◆ **Yang Harus Dilakukan**
Menurut teks tentang upah minimum di Jenewa, untuk apa prakarsa upah minimum 23 franc Swiss per jam itu diajukan? Tolong jelaskan dalam satu sampai tiga kalimat.

TEMPO.CO, Jakarta - Para pemilih di Jenewa, Swiss, telah setuju untuk memberlakukan upah minimum regional yang setara dengan 23 franc Swiss atau sekitar Rp 370 ribu per jam dan diyakini sebagai upah minimum tertinggi di dunia.
Menurut data pemerintah, 58% pemilih kanton atau regional mendukung prakarsa menetapkan upah minimum 23 franc Swiss per jam, yang didukung oleh koalisi serikat pekerja dan bertujuan untuk memerangi kemiskinan, mendukung integrasi sosial, dan berkontribusi untuk menghormati martabat manusia.
Swiss sendiri tidak memiliki undang-undang upah minimum nasional, namun Jenewa adalah wilayah keempat dari 26 kanton yang memberikan suara mengenai masalah tersebut dalam beberapa tahun terakhir setelah Neuchâtel, Jura, dan Ticino.

◆ **Data**

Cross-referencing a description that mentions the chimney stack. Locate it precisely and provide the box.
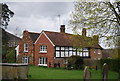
[82,28,86,37]
[60,25,65,33]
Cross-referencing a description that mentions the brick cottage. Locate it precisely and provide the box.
[17,25,102,67]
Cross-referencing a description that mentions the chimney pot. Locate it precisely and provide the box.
[60,25,65,33]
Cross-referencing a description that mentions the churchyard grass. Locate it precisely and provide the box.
[29,66,118,79]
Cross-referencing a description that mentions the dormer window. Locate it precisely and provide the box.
[40,45,47,53]
[24,43,28,52]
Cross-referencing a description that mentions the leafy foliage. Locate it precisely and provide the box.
[6,48,16,63]
[69,1,120,45]
[0,3,14,29]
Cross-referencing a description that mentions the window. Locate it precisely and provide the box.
[69,51,72,56]
[61,47,65,50]
[80,52,83,56]
[98,49,101,54]
[22,56,29,64]
[24,43,28,52]
[40,45,47,53]
[61,51,64,57]
[38,57,47,66]
[65,51,68,57]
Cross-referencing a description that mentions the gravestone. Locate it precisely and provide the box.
[102,63,108,81]
[84,66,91,81]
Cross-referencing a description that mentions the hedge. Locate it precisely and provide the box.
[100,59,120,72]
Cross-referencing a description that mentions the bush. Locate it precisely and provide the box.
[67,56,84,69]
[100,59,120,72]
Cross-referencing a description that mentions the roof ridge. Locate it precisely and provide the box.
[43,31,73,35]
[28,32,40,34]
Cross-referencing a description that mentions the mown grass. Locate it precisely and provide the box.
[29,66,118,79]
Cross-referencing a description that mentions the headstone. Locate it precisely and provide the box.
[102,63,108,81]
[84,66,91,81]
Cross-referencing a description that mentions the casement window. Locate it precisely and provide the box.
[55,47,60,50]
[98,49,101,54]
[80,52,83,57]
[56,51,60,57]
[40,45,47,53]
[61,47,65,50]
[22,56,29,64]
[69,51,72,56]
[69,47,73,50]
[38,57,47,66]
[24,43,28,52]
[65,51,68,57]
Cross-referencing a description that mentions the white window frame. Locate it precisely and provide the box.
[24,43,28,52]
[22,56,29,64]
[98,49,101,54]
[40,45,47,53]
[38,57,47,66]
[56,51,60,57]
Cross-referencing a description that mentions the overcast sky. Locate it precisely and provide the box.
[7,2,74,34]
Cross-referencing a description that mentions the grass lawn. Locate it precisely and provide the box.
[29,66,118,79]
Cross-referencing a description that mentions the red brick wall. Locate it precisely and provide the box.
[35,33,54,67]
[90,48,102,60]
[17,31,34,64]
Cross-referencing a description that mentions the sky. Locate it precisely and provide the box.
[7,2,74,35]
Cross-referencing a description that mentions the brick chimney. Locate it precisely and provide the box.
[82,28,86,37]
[60,25,65,33]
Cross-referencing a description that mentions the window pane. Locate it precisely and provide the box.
[98,49,100,54]
[65,51,68,57]
[56,47,60,50]
[83,52,86,56]
[83,48,88,51]
[69,47,72,50]
[77,51,80,55]
[61,51,64,57]
[61,47,64,50]
[73,51,76,55]
[86,52,89,56]
[80,52,82,56]
[69,51,72,56]
[56,51,60,57]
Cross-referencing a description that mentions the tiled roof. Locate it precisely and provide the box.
[44,31,101,48]
[28,32,40,43]
[6,31,21,41]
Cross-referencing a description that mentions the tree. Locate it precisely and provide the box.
[0,3,14,62]
[0,3,14,29]
[69,1,120,45]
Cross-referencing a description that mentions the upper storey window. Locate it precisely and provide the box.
[24,43,28,52]
[40,45,47,53]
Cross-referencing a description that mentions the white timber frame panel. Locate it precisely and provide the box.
[55,46,90,58]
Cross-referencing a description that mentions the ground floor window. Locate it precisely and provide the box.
[22,56,29,64]
[38,57,47,66]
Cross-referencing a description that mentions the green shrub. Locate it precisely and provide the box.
[100,59,120,72]
[67,56,84,69]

◆ **Jawaban Akhir**
Prakarsa upah minimum 23 franc Swiss per jam itu bertujuan untuk memerangi kemiskinan, mendukung integrasi sosial, dan berkontribusi untuk menghormati martabat manusia.